PROBLEM STATEMENT: Copy every record exactly, and keep the pictures out.

INPUT MATERIAL:

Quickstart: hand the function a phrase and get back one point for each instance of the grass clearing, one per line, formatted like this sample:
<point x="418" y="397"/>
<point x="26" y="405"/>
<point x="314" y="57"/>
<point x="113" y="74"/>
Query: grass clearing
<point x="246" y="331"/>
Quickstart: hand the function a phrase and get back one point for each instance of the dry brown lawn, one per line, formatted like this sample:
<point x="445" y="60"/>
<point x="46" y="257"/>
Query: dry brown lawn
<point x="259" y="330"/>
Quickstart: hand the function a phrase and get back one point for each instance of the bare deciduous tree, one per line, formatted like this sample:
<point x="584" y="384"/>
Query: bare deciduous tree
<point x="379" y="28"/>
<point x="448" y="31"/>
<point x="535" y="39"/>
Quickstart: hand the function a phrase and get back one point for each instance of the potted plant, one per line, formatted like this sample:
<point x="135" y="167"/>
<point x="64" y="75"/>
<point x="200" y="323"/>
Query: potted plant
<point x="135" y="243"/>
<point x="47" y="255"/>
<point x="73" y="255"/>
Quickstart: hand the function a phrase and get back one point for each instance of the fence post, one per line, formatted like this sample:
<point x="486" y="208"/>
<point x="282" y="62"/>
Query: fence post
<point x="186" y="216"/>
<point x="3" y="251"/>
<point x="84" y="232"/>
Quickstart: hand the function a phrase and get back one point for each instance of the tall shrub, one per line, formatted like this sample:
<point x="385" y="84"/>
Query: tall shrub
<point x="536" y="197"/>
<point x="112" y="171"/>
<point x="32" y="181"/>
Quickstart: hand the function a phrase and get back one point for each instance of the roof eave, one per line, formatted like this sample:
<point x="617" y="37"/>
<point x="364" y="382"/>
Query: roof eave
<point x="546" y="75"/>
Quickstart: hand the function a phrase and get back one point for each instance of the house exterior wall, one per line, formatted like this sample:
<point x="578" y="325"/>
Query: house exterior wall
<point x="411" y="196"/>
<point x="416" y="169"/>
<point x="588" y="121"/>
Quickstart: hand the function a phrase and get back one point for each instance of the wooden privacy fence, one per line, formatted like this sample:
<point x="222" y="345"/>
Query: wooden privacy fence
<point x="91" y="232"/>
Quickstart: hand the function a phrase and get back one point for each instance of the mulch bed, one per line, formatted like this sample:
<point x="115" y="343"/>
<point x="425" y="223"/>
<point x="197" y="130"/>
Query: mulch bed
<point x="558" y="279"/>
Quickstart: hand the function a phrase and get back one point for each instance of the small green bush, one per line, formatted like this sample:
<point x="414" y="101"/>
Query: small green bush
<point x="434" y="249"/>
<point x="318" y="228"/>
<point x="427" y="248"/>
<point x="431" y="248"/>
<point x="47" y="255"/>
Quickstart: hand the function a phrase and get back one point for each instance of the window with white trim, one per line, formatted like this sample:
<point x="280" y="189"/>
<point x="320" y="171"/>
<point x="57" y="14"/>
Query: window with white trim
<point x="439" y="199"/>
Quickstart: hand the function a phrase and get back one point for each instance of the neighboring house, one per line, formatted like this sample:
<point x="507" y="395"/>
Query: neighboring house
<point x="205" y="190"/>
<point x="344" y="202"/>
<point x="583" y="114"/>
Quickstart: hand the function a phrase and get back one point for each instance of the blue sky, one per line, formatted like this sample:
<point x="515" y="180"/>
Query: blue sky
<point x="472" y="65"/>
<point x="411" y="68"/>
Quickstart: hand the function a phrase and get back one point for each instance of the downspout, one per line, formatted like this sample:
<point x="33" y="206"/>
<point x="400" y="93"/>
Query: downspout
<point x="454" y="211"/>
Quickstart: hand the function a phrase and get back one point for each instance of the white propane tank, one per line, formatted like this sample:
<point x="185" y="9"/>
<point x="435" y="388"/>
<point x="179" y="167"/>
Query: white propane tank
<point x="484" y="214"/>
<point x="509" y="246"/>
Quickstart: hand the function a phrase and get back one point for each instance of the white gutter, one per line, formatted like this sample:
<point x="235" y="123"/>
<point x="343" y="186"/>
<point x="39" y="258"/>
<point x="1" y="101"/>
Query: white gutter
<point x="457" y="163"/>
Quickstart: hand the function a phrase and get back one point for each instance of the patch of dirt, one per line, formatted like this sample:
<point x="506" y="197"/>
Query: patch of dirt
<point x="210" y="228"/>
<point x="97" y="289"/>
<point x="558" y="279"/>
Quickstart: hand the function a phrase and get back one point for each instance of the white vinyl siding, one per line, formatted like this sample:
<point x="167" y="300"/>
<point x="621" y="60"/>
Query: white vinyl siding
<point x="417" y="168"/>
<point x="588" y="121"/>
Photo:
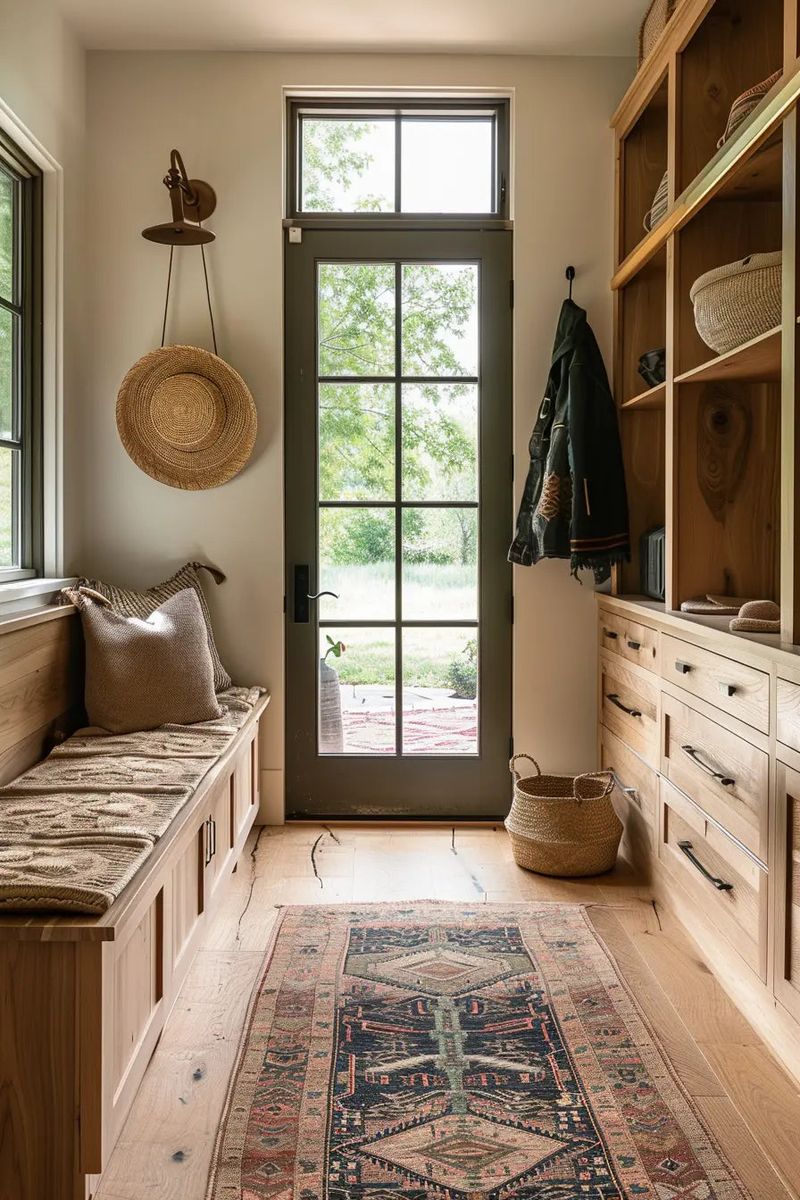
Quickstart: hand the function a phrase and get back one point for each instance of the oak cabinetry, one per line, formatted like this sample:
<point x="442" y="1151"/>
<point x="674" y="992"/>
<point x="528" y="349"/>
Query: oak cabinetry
<point x="711" y="455"/>
<point x="88" y="996"/>
<point x="630" y="706"/>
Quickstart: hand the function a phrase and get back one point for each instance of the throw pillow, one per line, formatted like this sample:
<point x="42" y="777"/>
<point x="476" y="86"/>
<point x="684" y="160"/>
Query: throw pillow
<point x="130" y="603"/>
<point x="145" y="672"/>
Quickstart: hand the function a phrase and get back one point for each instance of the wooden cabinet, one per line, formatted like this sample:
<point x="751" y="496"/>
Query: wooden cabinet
<point x="629" y="702"/>
<point x="728" y="887"/>
<point x="629" y="639"/>
<point x="90" y="995"/>
<point x="787" y="892"/>
<point x="732" y="687"/>
<point x="725" y="775"/>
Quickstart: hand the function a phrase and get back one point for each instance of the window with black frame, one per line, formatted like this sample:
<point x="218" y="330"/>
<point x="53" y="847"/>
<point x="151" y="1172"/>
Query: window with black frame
<point x="20" y="354"/>
<point x="403" y="159"/>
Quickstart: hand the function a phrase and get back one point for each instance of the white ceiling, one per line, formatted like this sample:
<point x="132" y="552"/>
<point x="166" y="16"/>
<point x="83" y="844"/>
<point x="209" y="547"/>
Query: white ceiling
<point x="470" y="27"/>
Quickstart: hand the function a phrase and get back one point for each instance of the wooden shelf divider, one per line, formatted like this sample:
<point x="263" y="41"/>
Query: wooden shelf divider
<point x="758" y="360"/>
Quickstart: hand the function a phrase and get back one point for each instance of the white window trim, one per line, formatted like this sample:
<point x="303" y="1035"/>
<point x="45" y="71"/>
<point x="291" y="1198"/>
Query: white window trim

COMPLETE RESPONSE:
Quickstart: hand the function a phrase and get back one point for each instance of the grass clearing, one per line, formatted like this sample:
<point x="418" y="397"/>
<point x="26" y="405"/>
<point x="314" y="57"/>
<point x="113" y="74"/>
Query: grass clearing
<point x="246" y="331"/>
Quickstart: hand the function a phrase and get back one point for each instance of the dry brown lawn, one per line, formatted like this sample:
<point x="445" y="60"/>
<point x="46" y="257"/>
Query: dry brown lawn
<point x="259" y="330"/>
Quickstart: hand the function a phrase and get back one point for each instance of the bare deciduous tree, one per line, formatted like this sample:
<point x="584" y="384"/>
Query: bare deciduous tree
<point x="379" y="28"/>
<point x="448" y="31"/>
<point x="535" y="39"/>
Quickstart: hand the function a phrase and get back one point for each instance of the potted plant, one per line, formatted like this sample:
<point x="135" y="167"/>
<point x="64" y="75"/>
<point x="200" y="323"/>
Query: potted plant
<point x="135" y="243"/>
<point x="47" y="255"/>
<point x="73" y="255"/>
Quickstart: hand the function a phrase and get back one point for each instance of the fence post, one per line, formatted like this sample:
<point x="486" y="208"/>
<point x="282" y="62"/>
Query: fence post
<point x="186" y="216"/>
<point x="3" y="251"/>
<point x="84" y="232"/>
Quickstart: hand the function a phrase and get back one point for each instance of the tall shrub, one per line, formatted like this sample:
<point x="385" y="84"/>
Query: tall shrub
<point x="536" y="197"/>
<point x="112" y="171"/>
<point x="32" y="181"/>
Quickstart: hand the function a phrase and get back one point for each instance of the roof eave, one per line, formatted like this sample:
<point x="617" y="37"/>
<point x="364" y="382"/>
Query: roof eave
<point x="546" y="75"/>
Quickstart: hand the function a phrase and get back one point for each instance of the house exterior wall, one per line, formatted like this sample:
<point x="578" y="325"/>
Query: house exterior wall
<point x="411" y="196"/>
<point x="416" y="169"/>
<point x="588" y="121"/>
Quickstart: hand the function a phrase and get back one point for each instance of the wooden privacy fence, one per line, formatted like this sample:
<point x="222" y="345"/>
Query: wooden privacy fence
<point x="91" y="232"/>
Quickstart: hand the function a phrase and get back one point for each instance of the mulch bed, one per line, formatted like this sample:
<point x="115" y="343"/>
<point x="425" y="223"/>
<point x="197" y="130"/>
Query: mulch bed
<point x="558" y="279"/>
Quickstart: hand the function a phrase and get back one point for each instance of the small green bush, one per line, formatted like this sample:
<point x="414" y="101"/>
Query: small green bush
<point x="434" y="249"/>
<point x="318" y="228"/>
<point x="427" y="248"/>
<point x="431" y="248"/>
<point x="47" y="255"/>
Quickstart: hand the function a phrase and get back one point for each instance of the window with white trim, one per line, formatted like this sample:
<point x="280" y="189"/>
<point x="320" y="171"/>
<point x="57" y="14"/>
Query: window with white trim
<point x="439" y="199"/>
Quickstart: hand the function a phrase and get back one point for each instance of the neighboring house, one per line, formatted like this sample:
<point x="507" y="395"/>
Query: neighboring house
<point x="205" y="190"/>
<point x="344" y="202"/>
<point x="583" y="114"/>
Quickstart: hand the function a phrase and get back one point for each instance of the blue sky, one per line, formatted like this sample:
<point x="515" y="180"/>
Query: blue sky
<point x="472" y="65"/>
<point x="411" y="68"/>
Quickstart: hand the function a phrase and get back one point for each instance of the downspout, one per line, formatted like this sample:
<point x="33" y="206"/>
<point x="400" y="93"/>
Query: downspout
<point x="454" y="211"/>
Quickstart: hand the function a phrase and get back one point for each instance of the white propane tank, one per line, formatted like this sample:
<point x="185" y="9"/>
<point x="435" y="388"/>
<point x="179" y="167"/>
Query: white propane tank
<point x="484" y="214"/>
<point x="509" y="246"/>
Quickstart: hand the function a phrase and get back one point for each instance of the white gutter, one per line, formatted like this sample:
<point x="235" y="123"/>
<point x="343" y="186"/>
<point x="39" y="258"/>
<point x="1" y="101"/>
Query: white gutter
<point x="457" y="163"/>
Quickstart: hand the function a phrase and get back one point for each instance of the patch of dirt, one per line, formatted like this sample:
<point x="506" y="197"/>
Query: patch of dirt
<point x="210" y="228"/>
<point x="97" y="289"/>
<point x="558" y="279"/>
Quickstart: hand the function a phrase and get back one point for each instance of the white vinyl siding, one per line, formatted like this sample:
<point x="167" y="300"/>
<point x="621" y="60"/>
Query: white vinyl siding
<point x="417" y="168"/>
<point x="588" y="121"/>
Photo:
Quickstart: hand the function a phrase and get back one point for each instance of the oak cabinetry, one per line, formatted like this sample:
<point x="442" y="1151"/>
<point x="674" y="992"/>
<point x="528" y="349"/>
Query: oak cabinetry
<point x="711" y="455"/>
<point x="88" y="996"/>
<point x="630" y="706"/>
Quickstart: hand the function a phrase and get back one point for each instance of the throw pillow, one per line, formatted like this sample:
<point x="42" y="777"/>
<point x="476" y="86"/>
<point x="684" y="160"/>
Query: throw pillow
<point x="130" y="603"/>
<point x="145" y="672"/>
Quickstart: hand the function a phrase and get back one point for each instance of the wooden cabinet, one per line, formatted like this sample:
<point x="751" y="496"/>
Query: wooden cabinet
<point x="629" y="702"/>
<point x="728" y="887"/>
<point x="629" y="639"/>
<point x="90" y="995"/>
<point x="787" y="892"/>
<point x="732" y="687"/>
<point x="725" y="775"/>
Quickstart: hand the function a phrase and get back one point for each instance of the window with black frame, one per line, formatted like this sample:
<point x="218" y="330"/>
<point x="53" y="847"/>
<point x="151" y="1172"/>
Query: window with black frame
<point x="20" y="354"/>
<point x="403" y="159"/>
Quickstart: hand the function a phrase and get back one point for each instance of the white ceiling, one per line, formatted like this sample:
<point x="132" y="552"/>
<point x="166" y="16"/>
<point x="83" y="844"/>
<point x="209" y="547"/>
Query: white ceiling
<point x="470" y="27"/>
Quickstart: hand the function a phrase and get back one point for each instance of the wooden shelf divider, one per line, formatted like this sample:
<point x="263" y="41"/>
Query: wooden shelf divider
<point x="758" y="360"/>
Quickstart: hand the function a phrase and get back one point for each instance of the white window trim, one per line, formatted like this sample:
<point x="303" y="1035"/>
<point x="45" y="71"/>
<point x="291" y="1198"/>
Query: white window trim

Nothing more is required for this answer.